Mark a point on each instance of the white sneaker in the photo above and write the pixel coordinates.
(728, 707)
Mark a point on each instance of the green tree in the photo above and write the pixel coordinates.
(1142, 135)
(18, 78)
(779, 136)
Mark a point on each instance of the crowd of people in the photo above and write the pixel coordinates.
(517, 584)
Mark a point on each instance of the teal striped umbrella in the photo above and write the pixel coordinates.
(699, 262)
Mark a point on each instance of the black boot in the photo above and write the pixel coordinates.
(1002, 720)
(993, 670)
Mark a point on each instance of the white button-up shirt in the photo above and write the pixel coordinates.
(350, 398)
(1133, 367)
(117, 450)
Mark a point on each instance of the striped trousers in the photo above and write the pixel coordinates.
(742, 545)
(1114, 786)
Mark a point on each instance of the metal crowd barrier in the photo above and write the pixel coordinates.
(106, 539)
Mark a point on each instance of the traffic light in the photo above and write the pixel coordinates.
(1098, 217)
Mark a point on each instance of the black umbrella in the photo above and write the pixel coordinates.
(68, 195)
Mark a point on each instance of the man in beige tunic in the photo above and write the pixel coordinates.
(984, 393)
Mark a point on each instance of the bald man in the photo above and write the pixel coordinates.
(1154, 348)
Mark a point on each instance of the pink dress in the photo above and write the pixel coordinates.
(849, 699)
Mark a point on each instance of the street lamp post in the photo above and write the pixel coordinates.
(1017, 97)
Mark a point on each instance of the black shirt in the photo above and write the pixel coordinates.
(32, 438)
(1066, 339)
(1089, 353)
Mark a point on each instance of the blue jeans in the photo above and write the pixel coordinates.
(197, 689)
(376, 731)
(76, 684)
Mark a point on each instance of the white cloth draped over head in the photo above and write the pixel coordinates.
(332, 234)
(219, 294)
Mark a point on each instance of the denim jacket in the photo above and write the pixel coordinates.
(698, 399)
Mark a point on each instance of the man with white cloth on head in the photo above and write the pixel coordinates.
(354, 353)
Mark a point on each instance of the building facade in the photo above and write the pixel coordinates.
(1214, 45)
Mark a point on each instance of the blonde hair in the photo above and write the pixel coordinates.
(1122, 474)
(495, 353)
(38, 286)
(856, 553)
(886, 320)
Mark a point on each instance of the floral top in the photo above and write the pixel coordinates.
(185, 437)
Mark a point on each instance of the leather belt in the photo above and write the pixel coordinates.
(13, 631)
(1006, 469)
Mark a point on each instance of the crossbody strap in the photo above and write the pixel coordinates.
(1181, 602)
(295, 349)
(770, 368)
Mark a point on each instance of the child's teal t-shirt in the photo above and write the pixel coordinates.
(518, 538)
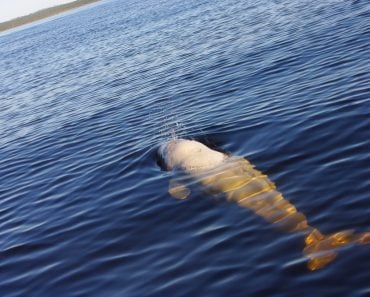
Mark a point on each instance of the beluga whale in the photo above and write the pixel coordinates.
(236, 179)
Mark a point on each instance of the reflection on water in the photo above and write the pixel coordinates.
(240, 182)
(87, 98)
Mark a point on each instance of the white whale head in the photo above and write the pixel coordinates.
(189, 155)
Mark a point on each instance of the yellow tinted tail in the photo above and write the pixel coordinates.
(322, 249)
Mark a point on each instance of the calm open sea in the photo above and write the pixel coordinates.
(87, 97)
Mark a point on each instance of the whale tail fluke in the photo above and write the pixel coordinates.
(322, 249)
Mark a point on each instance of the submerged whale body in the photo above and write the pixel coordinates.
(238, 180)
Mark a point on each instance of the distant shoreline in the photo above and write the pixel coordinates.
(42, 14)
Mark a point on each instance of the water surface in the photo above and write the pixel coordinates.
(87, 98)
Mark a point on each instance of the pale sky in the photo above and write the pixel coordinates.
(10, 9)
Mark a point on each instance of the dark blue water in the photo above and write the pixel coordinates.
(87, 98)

------------------------------------------------------------------------

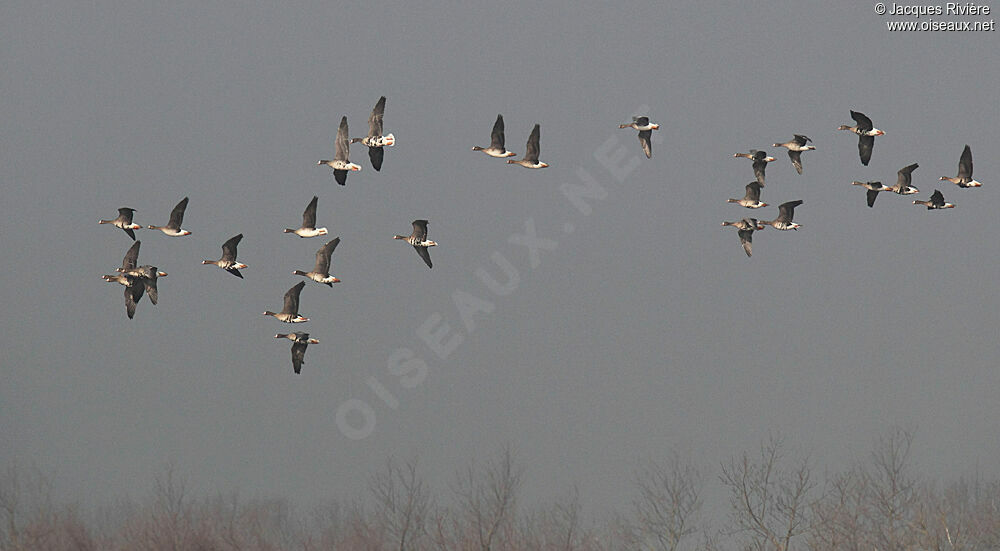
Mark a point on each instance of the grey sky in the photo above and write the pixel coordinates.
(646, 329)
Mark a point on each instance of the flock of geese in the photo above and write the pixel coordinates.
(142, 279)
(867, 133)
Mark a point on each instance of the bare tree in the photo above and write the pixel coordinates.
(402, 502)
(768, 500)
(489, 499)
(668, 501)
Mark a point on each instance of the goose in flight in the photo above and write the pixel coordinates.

------------------------------------------------------------------------

» **WHAT TO WORK ON**
What is needed is an exact copy of the lines above, from the one containing "Mark a point on each instance of the flock" through the one containing "Mark a point on each instance of the goose", with nothing added.

» **OUTPUT BELOW**
Mark a point on each instance of the flock of geese in the photo above and write the pixel coordinates.
(142, 279)
(867, 133)
Mark a point on each instance of the bare tree in the photo above and write the pixel coordinates.
(402, 502)
(768, 500)
(489, 499)
(668, 501)
Mark a point on each instance of the goose in flight in the photo above and write the pixel coordinates.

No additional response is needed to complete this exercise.